## Consigne:
Présentez en liste numérotée les lignes des enregistrements ci-dessous, de celle qui contient "Where can the table" jusqu'à celle qui contient "<point>596,375</point>", les deux comprises. Ne mettez que ces lignes et laissez de côté les lignes vides.
━━ Enregistrements fournis
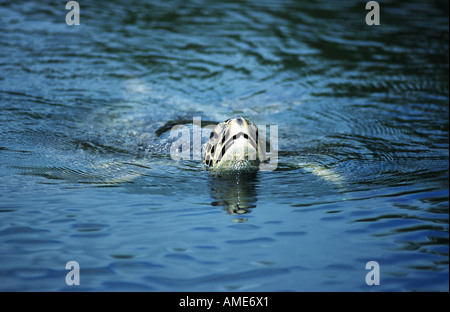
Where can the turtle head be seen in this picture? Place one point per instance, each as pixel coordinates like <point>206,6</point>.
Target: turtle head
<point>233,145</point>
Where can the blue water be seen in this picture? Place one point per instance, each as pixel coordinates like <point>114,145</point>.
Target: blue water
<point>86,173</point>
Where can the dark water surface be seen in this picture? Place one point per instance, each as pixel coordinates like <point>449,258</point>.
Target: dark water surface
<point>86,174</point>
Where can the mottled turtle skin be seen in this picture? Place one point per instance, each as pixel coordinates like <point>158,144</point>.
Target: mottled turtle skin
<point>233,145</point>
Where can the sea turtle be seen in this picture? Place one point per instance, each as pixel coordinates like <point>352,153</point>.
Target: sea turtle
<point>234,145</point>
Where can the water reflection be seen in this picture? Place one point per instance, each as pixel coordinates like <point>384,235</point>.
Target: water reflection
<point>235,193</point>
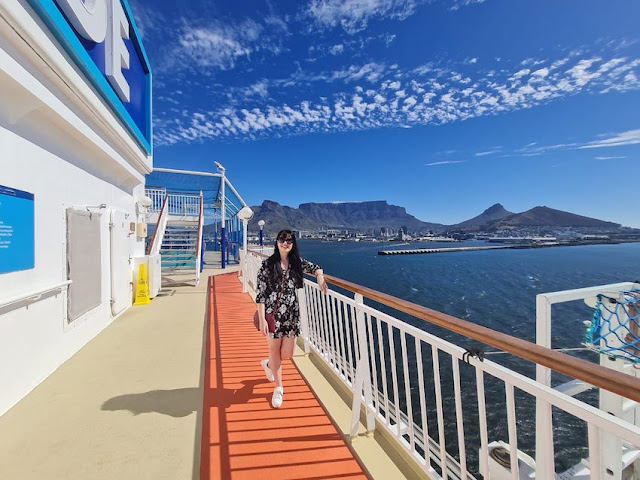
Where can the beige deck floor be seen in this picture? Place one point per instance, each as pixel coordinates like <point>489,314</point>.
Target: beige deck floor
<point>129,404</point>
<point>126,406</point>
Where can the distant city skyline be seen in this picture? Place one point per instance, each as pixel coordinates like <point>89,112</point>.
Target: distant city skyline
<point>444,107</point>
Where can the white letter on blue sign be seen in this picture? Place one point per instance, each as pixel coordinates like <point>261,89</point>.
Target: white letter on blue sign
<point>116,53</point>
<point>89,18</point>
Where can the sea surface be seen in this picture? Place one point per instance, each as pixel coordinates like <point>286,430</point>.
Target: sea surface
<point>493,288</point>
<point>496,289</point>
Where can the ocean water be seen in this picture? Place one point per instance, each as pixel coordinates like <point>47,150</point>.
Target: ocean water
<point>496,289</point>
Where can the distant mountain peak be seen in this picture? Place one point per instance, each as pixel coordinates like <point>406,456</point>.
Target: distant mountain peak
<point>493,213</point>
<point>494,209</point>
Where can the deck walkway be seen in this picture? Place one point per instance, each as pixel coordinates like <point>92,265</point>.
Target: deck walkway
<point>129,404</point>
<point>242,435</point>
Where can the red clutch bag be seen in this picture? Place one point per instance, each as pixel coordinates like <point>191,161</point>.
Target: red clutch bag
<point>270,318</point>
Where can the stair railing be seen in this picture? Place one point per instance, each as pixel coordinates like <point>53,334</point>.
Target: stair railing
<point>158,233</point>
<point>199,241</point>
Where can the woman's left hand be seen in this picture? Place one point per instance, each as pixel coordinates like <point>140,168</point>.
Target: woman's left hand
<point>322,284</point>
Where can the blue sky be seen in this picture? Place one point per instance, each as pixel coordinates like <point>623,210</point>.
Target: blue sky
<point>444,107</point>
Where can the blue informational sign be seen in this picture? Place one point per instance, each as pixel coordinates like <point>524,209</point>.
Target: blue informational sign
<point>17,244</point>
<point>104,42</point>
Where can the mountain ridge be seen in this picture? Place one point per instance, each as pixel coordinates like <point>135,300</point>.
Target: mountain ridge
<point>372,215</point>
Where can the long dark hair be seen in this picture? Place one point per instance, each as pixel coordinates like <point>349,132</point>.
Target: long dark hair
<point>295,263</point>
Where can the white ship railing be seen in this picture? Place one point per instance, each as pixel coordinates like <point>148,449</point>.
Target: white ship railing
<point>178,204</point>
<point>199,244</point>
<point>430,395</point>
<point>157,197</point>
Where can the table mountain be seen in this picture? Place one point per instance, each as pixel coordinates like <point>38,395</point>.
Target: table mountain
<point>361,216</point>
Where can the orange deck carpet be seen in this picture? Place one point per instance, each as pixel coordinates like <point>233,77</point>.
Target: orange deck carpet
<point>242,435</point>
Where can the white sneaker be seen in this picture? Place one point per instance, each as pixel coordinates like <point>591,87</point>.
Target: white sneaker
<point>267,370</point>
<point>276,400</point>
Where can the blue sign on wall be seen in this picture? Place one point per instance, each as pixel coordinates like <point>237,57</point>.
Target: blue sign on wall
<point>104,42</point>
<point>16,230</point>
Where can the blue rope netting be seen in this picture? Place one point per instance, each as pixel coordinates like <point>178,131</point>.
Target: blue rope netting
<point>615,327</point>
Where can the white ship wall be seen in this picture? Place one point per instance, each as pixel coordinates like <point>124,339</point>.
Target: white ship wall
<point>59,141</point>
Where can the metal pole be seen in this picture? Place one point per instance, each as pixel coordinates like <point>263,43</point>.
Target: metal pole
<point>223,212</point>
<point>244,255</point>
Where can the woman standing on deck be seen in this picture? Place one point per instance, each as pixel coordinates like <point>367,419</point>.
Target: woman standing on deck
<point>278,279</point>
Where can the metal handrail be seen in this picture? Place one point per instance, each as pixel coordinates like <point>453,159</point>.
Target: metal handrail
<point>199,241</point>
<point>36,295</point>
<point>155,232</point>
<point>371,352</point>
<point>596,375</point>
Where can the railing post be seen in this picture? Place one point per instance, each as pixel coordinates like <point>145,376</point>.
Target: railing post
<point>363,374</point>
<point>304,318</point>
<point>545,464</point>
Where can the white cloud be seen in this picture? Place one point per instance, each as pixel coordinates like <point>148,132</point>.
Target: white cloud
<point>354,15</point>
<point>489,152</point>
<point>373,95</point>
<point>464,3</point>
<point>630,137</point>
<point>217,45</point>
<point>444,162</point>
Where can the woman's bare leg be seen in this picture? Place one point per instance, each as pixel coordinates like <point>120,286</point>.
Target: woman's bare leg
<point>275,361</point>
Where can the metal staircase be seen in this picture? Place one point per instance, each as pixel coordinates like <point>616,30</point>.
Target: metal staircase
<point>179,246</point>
━━━━
━━ Enregistrements fournis
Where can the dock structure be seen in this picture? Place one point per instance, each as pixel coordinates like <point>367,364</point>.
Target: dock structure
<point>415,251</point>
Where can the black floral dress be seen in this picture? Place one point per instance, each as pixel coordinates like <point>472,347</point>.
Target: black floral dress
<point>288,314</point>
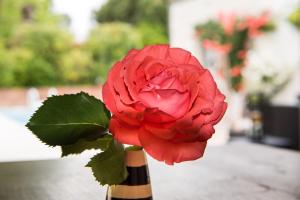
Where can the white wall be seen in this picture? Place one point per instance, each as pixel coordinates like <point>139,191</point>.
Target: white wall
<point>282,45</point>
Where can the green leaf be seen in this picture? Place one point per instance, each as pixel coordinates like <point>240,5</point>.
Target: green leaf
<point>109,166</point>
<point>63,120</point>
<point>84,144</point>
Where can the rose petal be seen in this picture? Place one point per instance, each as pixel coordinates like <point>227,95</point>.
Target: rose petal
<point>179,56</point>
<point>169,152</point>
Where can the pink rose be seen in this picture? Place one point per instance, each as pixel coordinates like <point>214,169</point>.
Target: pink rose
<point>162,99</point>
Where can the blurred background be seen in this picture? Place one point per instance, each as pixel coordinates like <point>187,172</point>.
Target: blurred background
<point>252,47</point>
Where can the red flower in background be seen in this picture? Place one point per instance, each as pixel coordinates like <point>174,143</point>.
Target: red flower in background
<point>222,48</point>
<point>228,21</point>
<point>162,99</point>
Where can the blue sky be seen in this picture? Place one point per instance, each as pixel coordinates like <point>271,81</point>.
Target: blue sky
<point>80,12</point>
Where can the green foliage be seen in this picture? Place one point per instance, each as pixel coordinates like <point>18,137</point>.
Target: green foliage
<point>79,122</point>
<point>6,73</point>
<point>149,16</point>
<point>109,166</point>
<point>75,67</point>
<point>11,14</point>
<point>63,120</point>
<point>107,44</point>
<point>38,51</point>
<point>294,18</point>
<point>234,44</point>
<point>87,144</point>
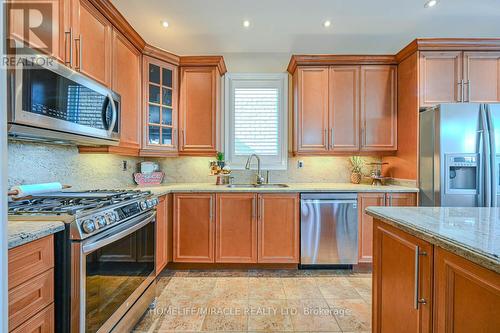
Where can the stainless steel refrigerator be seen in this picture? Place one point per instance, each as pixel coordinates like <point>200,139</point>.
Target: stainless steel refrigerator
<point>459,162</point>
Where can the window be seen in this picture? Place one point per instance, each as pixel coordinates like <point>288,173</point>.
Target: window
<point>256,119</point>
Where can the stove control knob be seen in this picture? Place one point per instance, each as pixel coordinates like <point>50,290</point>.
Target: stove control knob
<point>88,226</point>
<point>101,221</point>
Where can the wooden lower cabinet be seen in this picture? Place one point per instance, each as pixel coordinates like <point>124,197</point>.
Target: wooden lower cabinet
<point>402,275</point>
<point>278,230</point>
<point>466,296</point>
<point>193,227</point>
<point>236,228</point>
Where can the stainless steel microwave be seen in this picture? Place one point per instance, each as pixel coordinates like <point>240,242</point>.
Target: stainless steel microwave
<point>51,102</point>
━━━━
## Résultat obtenu:
1. Where can the table mountain be seen in this picture? Place one point per instance, each as pixel coordinates like <point>38,395</point>.
2. Target: table mountain
3. <point>361,216</point>
4. Where can the orange deck carpet be seen in this picture? Place one point per instance, each as pixel coordinates like <point>233,77</point>.
5. Target: orange deck carpet
6. <point>242,435</point>
7. Where can the white sneaker be seen in this picture? Place one point per instance, each as pixel coordinates like <point>591,87</point>.
8. Target: white sneaker
9. <point>267,370</point>
10. <point>276,400</point>
11. Where can the blue sign on wall be seen in this picture? Place one point per instance, each as pixel coordinates like <point>237,57</point>.
12. Target: blue sign on wall
13. <point>104,42</point>
14. <point>16,230</point>
15. Where can the blue rope netting be seen in this picture? Place one point per instance, each as pixel coordinates like <point>178,131</point>.
16. Target: blue rope netting
17. <point>615,327</point>
18. Where can the white ship wall be seen in this picture? Place one point per instance, each as pixel coordinates like <point>124,339</point>.
19. Target: white ship wall
20. <point>59,141</point>
21. Where can the metal pole be seen in this picture? Place one point per instance, each as pixel coordinates like <point>263,43</point>.
22. Target: metal pole
23. <point>223,212</point>
24. <point>244,255</point>
25. Where can the woman standing on deck be seen in this picture? Place one point per instance, each as pixel coordinates like <point>367,419</point>.
26. Target: woman standing on deck
27. <point>278,279</point>
28. Where can the metal handrail be seen in this picture? Place one point per instance, each as pixel coordinates like <point>453,159</point>.
29. Target: metal handrail
30. <point>199,241</point>
31. <point>36,295</point>
32. <point>155,232</point>
33. <point>371,352</point>
34. <point>596,375</point>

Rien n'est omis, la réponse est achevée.